[Data excerpts Boundary: Start]

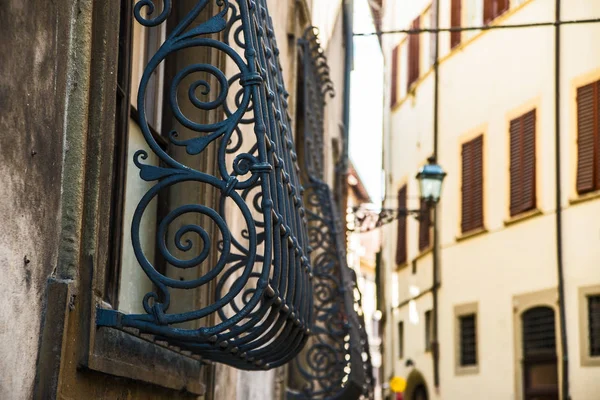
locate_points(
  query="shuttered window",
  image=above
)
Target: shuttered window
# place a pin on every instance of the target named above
(414, 57)
(493, 9)
(472, 185)
(539, 333)
(428, 330)
(395, 64)
(588, 138)
(400, 339)
(522, 163)
(594, 324)
(401, 239)
(424, 226)
(468, 340)
(455, 22)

[Data excerpts Boundary: End]

**What to work on**. Search the entries for the word "window". Copy every line where it occurs.

**Output for this task**.
  query="shuttered window",
Target: shuttered window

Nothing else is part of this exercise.